Excerpts of pointing data:
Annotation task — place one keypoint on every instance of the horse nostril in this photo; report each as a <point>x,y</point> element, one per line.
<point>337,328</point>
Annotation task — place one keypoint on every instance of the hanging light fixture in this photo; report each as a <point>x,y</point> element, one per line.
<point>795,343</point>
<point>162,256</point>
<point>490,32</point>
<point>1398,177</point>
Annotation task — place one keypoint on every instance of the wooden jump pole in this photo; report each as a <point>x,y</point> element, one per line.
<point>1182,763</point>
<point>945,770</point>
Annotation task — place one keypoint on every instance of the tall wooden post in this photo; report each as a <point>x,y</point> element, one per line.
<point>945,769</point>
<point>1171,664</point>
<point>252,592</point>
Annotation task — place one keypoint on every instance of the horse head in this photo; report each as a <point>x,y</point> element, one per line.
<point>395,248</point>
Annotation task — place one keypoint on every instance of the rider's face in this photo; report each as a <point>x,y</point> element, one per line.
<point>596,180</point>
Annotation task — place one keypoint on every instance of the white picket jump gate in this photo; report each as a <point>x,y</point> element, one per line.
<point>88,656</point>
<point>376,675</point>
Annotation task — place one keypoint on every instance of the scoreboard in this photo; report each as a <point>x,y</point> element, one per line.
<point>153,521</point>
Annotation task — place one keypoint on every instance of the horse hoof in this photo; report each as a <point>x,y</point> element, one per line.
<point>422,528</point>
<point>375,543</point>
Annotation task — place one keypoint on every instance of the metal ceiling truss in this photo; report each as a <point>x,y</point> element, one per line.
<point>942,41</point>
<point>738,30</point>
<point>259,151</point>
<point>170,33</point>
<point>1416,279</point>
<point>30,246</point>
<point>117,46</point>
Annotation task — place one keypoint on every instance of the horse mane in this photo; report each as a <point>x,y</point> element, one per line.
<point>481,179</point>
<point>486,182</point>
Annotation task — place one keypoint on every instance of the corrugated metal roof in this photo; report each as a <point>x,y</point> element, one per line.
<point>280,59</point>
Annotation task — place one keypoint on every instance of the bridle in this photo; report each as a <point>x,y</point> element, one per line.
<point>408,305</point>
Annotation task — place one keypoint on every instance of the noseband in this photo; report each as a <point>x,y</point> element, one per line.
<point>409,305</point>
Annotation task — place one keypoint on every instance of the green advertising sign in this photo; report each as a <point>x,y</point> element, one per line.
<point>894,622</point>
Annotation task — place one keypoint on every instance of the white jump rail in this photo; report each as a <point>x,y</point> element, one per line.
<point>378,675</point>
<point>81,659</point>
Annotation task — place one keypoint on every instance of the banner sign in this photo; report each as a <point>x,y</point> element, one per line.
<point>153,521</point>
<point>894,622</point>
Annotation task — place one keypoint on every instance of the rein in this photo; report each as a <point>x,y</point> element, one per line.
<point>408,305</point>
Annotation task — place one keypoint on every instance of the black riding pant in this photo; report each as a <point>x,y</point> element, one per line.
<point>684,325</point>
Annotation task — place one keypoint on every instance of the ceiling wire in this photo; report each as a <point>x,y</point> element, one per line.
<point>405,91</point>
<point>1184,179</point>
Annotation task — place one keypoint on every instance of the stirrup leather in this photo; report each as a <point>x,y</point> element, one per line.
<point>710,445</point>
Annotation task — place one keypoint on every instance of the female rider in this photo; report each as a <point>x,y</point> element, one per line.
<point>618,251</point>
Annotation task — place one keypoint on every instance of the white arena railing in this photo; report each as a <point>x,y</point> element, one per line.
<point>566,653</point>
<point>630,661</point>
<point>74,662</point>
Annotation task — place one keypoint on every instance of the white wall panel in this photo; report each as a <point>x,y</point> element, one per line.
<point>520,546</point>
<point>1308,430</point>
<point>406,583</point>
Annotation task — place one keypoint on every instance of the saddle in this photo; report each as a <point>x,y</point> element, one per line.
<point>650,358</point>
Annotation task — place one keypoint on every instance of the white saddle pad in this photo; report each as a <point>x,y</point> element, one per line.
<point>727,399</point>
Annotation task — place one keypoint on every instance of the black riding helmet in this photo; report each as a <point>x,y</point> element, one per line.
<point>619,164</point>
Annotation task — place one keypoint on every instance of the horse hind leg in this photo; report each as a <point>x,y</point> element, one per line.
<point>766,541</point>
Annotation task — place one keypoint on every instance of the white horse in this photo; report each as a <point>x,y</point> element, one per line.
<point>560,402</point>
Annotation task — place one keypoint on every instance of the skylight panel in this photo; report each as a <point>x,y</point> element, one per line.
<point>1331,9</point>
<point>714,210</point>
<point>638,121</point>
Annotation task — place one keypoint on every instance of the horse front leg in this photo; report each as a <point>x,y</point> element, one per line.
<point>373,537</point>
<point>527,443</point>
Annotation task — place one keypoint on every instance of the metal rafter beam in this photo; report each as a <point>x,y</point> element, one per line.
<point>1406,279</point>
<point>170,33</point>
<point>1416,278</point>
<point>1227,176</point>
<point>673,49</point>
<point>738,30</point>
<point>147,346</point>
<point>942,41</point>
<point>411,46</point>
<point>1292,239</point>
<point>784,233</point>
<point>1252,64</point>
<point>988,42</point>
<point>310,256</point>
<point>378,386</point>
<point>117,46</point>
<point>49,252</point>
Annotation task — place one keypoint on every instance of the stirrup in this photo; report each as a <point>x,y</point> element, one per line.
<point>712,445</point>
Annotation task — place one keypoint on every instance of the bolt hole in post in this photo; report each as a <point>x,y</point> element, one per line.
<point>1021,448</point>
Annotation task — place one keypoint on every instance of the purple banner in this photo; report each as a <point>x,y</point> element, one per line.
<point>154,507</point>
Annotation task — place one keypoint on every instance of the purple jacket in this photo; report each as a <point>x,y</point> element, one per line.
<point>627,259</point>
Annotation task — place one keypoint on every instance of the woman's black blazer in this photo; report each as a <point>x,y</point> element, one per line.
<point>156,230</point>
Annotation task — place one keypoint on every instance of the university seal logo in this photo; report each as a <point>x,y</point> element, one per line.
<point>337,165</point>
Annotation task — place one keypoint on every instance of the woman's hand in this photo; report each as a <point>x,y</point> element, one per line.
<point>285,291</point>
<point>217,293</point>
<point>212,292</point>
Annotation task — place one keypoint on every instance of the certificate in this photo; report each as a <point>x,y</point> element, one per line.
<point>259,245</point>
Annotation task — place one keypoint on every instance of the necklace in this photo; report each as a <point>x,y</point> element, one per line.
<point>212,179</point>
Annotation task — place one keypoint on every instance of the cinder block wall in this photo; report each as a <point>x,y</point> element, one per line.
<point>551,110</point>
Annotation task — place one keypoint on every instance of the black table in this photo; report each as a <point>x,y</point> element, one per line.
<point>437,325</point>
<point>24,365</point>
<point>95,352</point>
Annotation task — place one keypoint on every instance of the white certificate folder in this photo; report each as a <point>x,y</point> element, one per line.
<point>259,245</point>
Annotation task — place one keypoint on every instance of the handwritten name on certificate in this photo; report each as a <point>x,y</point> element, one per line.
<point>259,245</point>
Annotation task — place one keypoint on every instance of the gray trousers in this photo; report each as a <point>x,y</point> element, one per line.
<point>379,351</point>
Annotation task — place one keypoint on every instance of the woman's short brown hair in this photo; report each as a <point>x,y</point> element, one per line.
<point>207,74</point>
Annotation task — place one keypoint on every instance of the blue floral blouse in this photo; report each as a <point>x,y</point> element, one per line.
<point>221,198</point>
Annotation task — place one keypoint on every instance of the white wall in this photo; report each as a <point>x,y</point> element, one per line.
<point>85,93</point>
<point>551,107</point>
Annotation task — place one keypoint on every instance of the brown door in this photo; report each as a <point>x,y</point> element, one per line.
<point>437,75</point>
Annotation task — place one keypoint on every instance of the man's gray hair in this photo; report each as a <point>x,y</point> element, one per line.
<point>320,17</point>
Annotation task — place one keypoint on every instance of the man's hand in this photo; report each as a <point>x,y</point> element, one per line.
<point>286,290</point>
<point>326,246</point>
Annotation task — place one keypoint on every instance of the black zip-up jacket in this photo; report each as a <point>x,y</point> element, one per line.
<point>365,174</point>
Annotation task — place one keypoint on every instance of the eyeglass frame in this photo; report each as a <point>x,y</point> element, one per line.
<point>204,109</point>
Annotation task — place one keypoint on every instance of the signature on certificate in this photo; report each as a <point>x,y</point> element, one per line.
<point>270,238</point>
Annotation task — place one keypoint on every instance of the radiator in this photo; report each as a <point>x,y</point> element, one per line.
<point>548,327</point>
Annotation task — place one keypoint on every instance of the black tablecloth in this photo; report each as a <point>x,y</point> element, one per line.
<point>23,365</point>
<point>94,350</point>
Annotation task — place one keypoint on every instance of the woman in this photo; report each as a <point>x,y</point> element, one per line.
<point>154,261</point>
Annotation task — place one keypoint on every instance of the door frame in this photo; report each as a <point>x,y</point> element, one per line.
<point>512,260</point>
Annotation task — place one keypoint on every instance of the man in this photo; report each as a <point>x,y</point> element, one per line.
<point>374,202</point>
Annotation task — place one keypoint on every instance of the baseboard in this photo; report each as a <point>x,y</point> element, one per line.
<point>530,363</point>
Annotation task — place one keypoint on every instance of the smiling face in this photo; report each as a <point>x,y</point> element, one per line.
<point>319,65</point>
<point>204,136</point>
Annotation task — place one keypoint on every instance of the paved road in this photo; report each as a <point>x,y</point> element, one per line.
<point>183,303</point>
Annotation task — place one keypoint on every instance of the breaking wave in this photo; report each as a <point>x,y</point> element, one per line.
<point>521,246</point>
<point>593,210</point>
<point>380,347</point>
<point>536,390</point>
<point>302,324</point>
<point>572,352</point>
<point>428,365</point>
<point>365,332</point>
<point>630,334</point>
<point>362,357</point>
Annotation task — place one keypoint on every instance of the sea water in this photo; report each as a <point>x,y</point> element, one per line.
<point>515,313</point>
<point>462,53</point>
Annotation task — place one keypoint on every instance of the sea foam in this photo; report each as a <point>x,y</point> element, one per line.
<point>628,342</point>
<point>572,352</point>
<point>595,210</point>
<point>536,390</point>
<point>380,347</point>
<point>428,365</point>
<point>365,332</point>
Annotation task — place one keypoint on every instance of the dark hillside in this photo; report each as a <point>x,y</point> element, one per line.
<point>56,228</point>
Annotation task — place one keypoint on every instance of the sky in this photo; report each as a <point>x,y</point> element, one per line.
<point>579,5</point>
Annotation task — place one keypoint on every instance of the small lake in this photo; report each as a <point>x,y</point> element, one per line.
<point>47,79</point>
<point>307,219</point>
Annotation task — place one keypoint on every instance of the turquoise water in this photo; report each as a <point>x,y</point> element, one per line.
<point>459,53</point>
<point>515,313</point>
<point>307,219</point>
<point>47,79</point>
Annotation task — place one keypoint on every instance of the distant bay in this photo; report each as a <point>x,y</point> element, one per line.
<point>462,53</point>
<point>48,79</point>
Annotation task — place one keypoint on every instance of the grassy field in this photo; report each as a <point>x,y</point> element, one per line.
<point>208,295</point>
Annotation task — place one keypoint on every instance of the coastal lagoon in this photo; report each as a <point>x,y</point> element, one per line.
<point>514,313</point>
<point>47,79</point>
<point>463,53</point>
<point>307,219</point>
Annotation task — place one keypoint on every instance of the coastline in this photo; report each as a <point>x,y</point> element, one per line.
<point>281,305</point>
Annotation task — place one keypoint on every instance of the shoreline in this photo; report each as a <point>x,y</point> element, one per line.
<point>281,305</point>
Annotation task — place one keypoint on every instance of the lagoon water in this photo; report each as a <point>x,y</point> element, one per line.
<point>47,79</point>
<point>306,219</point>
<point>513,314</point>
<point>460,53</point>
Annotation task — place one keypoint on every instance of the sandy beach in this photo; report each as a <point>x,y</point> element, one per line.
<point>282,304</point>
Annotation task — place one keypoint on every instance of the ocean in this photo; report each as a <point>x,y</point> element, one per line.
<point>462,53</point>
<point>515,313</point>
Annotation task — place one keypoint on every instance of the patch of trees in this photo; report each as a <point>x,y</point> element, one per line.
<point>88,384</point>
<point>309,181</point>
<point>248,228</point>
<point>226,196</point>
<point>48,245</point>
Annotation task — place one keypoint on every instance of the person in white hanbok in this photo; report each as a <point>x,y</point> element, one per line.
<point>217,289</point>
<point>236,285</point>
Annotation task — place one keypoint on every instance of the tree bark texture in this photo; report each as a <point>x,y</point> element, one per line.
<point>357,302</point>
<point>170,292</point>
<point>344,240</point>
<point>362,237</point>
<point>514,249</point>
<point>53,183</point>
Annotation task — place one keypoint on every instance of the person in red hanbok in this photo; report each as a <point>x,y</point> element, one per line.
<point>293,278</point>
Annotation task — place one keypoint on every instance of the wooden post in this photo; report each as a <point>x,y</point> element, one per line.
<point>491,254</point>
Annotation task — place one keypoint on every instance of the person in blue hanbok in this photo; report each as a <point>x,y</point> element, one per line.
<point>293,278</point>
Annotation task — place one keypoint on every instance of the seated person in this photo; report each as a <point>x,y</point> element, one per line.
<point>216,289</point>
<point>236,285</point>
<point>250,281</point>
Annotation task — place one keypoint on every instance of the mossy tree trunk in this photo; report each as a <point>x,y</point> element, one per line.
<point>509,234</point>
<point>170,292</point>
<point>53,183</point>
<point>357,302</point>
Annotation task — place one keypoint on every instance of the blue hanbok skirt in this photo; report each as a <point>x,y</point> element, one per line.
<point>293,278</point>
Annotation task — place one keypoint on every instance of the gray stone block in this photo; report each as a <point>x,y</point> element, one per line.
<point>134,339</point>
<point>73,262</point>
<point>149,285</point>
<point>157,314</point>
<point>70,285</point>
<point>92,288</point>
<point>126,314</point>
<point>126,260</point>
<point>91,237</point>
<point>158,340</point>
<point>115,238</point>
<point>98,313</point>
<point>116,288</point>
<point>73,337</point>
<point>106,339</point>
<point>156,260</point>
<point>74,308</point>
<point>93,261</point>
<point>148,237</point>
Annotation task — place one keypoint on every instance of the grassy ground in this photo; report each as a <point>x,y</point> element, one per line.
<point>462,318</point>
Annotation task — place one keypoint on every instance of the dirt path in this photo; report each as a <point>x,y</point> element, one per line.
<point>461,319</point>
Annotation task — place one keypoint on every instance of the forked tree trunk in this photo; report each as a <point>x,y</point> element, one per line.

Given exercise:
Only the lines from the one with "of the mossy" through the end of the material are wanted; copy them exactly, both ends included.

Task result:
Annotation task — place one keypoint on every instance of the mossy tree trunk in this photo; report each as a <point>x,y</point> element, one per line.
<point>509,234</point>
<point>170,292</point>
<point>53,183</point>
<point>357,302</point>
Annotation task — place one keypoint on every instance of the blue hanbok skirt in this photo; report each as a <point>x,y</point> element, one per line.
<point>293,278</point>
Annotation task — place one keypoint on every instance of the gray stone block in this photo; report each as a <point>x,y</point> element, one per line.
<point>134,339</point>
<point>73,262</point>
<point>149,285</point>
<point>157,314</point>
<point>70,285</point>
<point>92,288</point>
<point>126,314</point>
<point>126,260</point>
<point>91,237</point>
<point>158,340</point>
<point>115,238</point>
<point>98,313</point>
<point>116,288</point>
<point>73,337</point>
<point>106,339</point>
<point>156,260</point>
<point>74,308</point>
<point>93,261</point>
<point>148,237</point>
Annotation task — place one keypoint on every instance of the grassy ground in this photo; report each as a <point>x,y</point> element, one per line.
<point>462,318</point>
Annotation task — place one keypoint on every instance of the dirt path in this photo; report each as a <point>x,y</point> element, one per line.
<point>461,319</point>
Annotation task — place one keypoint on every instance of the forked tree trunk in this photo; report each as a <point>x,y</point> element, one per line.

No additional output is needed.